─── GIVEN ENTRIES ───
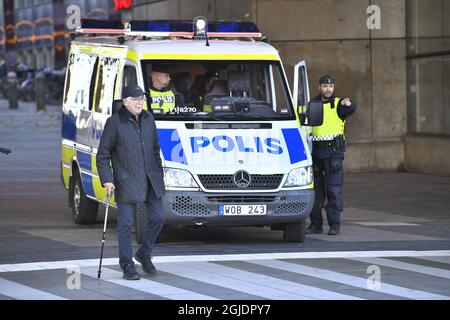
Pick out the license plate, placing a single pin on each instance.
(243, 210)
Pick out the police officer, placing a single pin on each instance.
(161, 95)
(328, 155)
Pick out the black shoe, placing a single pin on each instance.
(130, 273)
(334, 231)
(146, 262)
(312, 228)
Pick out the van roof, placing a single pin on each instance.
(172, 49)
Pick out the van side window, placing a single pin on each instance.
(79, 79)
(129, 76)
(278, 95)
(104, 89)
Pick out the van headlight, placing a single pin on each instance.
(179, 178)
(299, 177)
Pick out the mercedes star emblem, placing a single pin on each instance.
(242, 179)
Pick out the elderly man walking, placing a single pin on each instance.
(130, 142)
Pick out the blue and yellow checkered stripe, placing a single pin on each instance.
(88, 168)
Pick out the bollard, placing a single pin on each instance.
(39, 90)
(12, 90)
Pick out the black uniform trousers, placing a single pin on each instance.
(328, 183)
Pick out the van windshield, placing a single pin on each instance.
(217, 90)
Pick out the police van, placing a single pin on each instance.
(242, 161)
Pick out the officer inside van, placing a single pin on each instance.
(162, 96)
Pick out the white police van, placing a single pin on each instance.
(243, 162)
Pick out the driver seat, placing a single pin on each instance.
(239, 82)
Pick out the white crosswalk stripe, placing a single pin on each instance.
(436, 272)
(265, 276)
(145, 285)
(21, 292)
(349, 280)
(249, 282)
(437, 259)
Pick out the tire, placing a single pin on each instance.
(84, 210)
(294, 232)
(141, 221)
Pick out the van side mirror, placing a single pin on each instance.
(116, 105)
(313, 116)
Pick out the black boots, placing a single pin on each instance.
(130, 273)
(313, 229)
(146, 262)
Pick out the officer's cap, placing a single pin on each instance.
(212, 73)
(163, 68)
(326, 79)
(132, 92)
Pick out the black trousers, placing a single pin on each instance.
(125, 218)
(328, 183)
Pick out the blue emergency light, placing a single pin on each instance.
(102, 24)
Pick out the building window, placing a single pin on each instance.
(428, 61)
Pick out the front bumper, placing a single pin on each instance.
(194, 208)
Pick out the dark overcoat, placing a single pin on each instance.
(134, 153)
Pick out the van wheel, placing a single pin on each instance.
(84, 210)
(294, 232)
(141, 221)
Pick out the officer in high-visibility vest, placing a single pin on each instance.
(161, 95)
(328, 155)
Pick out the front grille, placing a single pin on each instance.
(242, 199)
(185, 206)
(292, 206)
(226, 182)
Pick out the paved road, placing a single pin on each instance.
(394, 223)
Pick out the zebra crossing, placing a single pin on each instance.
(357, 275)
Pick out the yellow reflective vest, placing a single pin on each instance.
(332, 125)
(164, 100)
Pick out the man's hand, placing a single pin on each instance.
(346, 102)
(109, 188)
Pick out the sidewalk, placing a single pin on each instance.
(27, 117)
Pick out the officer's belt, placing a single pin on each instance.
(337, 142)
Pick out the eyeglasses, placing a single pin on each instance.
(137, 99)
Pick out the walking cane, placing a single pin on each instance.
(107, 198)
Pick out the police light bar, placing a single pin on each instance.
(171, 28)
(102, 26)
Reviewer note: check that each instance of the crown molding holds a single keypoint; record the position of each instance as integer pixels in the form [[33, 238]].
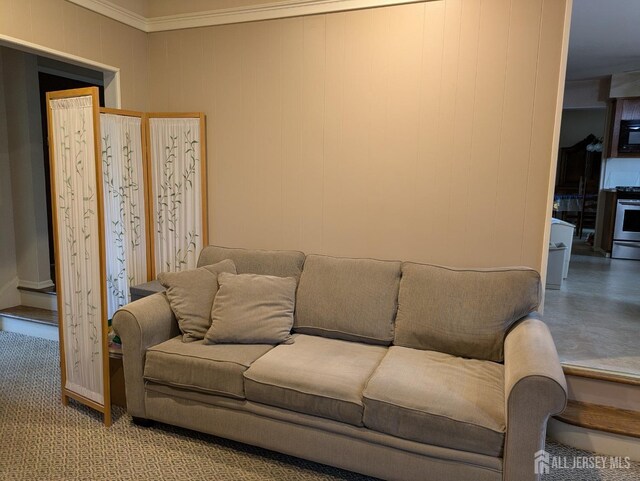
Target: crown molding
[[115, 12], [266, 11]]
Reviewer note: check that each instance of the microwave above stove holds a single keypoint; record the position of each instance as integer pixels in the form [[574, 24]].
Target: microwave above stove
[[629, 140]]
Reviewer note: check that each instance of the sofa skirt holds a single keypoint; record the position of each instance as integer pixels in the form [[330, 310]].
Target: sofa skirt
[[316, 439]]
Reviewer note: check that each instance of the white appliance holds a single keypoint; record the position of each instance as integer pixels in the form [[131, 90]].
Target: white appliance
[[562, 233], [626, 232]]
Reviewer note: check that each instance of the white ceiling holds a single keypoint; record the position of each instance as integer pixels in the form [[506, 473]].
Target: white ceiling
[[604, 38]]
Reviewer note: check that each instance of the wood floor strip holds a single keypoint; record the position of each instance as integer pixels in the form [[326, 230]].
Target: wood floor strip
[[602, 418], [601, 375]]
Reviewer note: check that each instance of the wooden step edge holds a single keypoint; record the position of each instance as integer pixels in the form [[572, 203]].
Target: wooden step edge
[[601, 418], [601, 375], [51, 319]]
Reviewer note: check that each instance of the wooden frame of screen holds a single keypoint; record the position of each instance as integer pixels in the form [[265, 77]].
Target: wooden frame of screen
[[105, 408]]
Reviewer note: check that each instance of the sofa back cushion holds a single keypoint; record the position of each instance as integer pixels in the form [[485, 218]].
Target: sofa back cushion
[[463, 312], [254, 261], [351, 299]]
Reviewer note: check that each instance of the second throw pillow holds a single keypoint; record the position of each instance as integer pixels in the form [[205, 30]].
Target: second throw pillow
[[191, 294], [252, 309]]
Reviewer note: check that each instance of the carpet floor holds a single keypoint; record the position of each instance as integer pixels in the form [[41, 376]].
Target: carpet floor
[[40, 439]]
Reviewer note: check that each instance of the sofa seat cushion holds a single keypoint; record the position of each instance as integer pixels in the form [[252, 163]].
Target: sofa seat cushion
[[438, 399], [315, 375], [215, 369]]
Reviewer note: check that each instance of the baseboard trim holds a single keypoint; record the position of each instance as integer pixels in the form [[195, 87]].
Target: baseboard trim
[[9, 294]]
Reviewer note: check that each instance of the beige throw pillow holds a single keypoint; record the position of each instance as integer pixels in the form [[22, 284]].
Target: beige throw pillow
[[191, 295], [252, 309]]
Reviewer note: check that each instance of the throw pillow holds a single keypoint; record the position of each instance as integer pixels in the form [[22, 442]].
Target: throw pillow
[[191, 295], [252, 309]]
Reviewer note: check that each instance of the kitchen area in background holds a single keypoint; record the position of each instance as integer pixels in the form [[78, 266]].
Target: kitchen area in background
[[592, 302]]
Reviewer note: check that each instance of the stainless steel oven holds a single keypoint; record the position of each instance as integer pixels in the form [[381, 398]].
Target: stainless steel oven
[[626, 233]]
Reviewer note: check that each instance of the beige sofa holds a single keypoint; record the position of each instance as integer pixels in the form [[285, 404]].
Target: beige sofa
[[397, 370]]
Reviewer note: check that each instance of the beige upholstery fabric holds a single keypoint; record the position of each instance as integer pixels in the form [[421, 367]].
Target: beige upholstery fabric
[[463, 312], [314, 375], [535, 388], [253, 261], [438, 399], [369, 455], [140, 325], [252, 308], [352, 299], [212, 369], [191, 295]]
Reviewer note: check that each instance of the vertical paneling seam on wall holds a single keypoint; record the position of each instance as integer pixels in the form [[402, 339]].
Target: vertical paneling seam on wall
[[281, 120], [500, 147], [420, 125], [473, 106], [535, 90], [452, 192], [324, 128]]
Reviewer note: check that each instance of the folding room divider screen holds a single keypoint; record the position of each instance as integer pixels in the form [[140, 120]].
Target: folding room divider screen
[[77, 205], [124, 176], [124, 185]]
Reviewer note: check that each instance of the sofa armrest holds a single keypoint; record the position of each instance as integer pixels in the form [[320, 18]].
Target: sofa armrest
[[535, 388], [140, 325]]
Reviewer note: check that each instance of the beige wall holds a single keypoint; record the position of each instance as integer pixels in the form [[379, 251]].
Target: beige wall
[[63, 26], [421, 131]]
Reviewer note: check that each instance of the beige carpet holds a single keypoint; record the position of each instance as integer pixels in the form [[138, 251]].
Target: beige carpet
[[42, 440]]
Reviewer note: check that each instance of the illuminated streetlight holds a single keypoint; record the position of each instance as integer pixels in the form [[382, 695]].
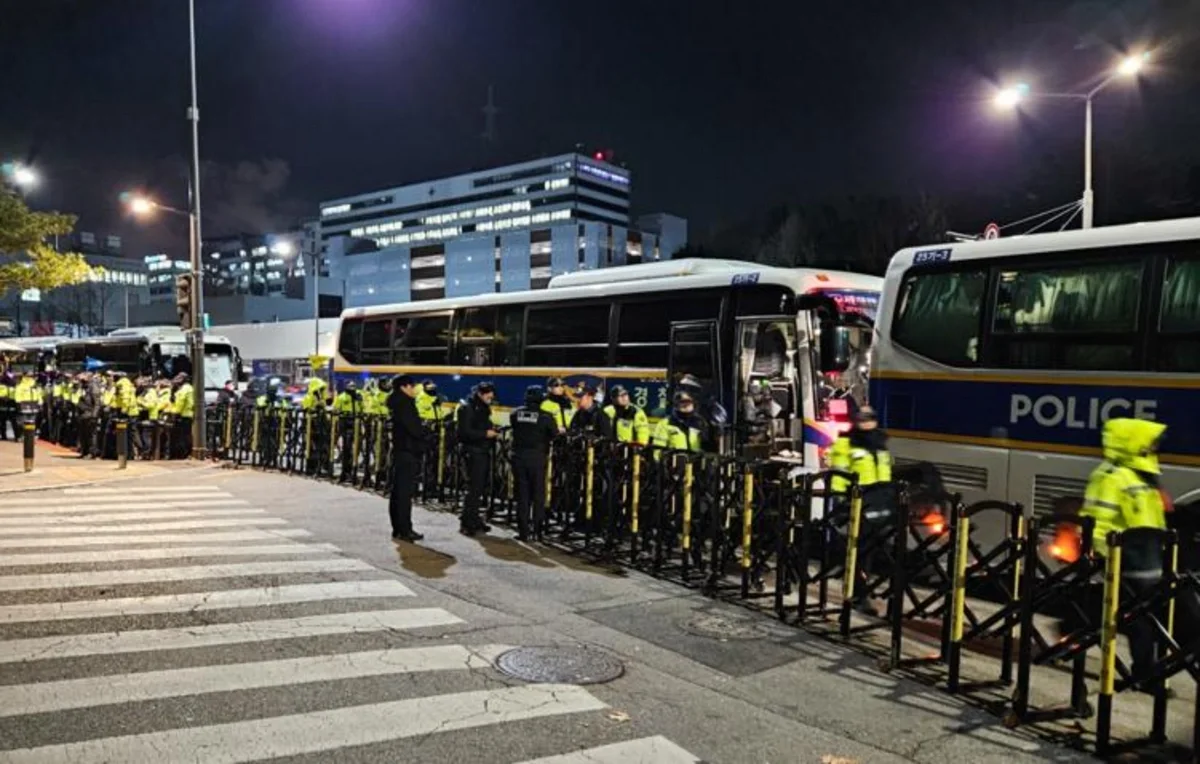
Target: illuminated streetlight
[[1008, 98]]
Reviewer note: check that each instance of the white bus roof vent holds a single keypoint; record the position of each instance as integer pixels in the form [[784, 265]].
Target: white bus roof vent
[[669, 269]]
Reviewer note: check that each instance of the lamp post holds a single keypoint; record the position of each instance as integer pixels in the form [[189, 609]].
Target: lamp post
[[143, 206], [1011, 97], [197, 334]]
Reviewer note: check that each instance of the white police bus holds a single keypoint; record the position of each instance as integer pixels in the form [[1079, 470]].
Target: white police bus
[[154, 350], [999, 361], [727, 323]]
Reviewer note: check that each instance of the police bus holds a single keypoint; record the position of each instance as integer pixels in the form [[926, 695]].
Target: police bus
[[802, 334], [154, 350], [1000, 361]]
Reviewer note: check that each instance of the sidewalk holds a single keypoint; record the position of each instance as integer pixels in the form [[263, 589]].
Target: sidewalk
[[58, 468]]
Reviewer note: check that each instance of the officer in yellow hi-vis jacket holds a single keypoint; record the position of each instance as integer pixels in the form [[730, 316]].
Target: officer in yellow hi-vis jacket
[[1123, 494], [864, 452], [628, 420]]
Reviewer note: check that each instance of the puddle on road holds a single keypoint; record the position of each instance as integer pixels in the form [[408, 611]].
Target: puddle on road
[[424, 561]]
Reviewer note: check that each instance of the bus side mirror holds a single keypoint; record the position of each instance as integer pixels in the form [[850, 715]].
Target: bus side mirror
[[835, 348]]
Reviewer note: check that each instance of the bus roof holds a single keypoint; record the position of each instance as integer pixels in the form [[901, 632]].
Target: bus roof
[[157, 334], [1061, 241], [649, 277]]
───
WHAT YOU ARE ASKED TO DO => Will you return exactly the lines above from the one with "Reviewer note: check that each instance of the carpet" down to the one with "Reviewer note: check that each instance of the beige sofa", counting both as part of the range?

ANSWER TO THE PROBLEM =>
Reviewer note: check that each instance of the carpet floor holds a single keypoint; record the position of each instance as integer pixels in the form [[41, 376]].
Target: carpet floor
[[40, 439]]
Reviewer note: check that each instance of the sofa seat cushion holds a single keypoint; record the position of each instance as integer pixels in the form [[252, 163]].
Target: sofa seat cushion
[[438, 399], [315, 375], [215, 369]]
Reviewer note: check that each instance of the baseboard trim holds a single keypoint; record the position of each instance as integer pixels in the form [[195, 87]].
Target: baseboard trim
[[9, 294]]
Reviewer note: check that each instance of the beige throw pillow holds a single keypoint; record the position of each instance as integer pixels in the form [[22, 284]].
Target: beige throw pillow
[[191, 295], [252, 309]]
Reviewer note: check that each instance of the throw pillow holds a single keypoint; record the position of each instance as integer pixels in the form [[22, 442]].
Target: throw pillow
[[191, 295], [252, 309]]
Reviewer note: check that each instance of the kitchen area in background holds a single keypoint; record the position of each instance as integer pixels in the form [[78, 266]].
Target: kitchen area in background
[[592, 302]]
Reviewer note: check that each instance of the stainless steel oven holds a single keypoint; record the position of each instance as integer pixels in the form [[381, 398]].
Target: stainless steel oven
[[626, 233]]
Reviewer note: check that each instance of the beige sofa holds a single keypoint; record the position of each instance as integer pixels in the form [[285, 404]].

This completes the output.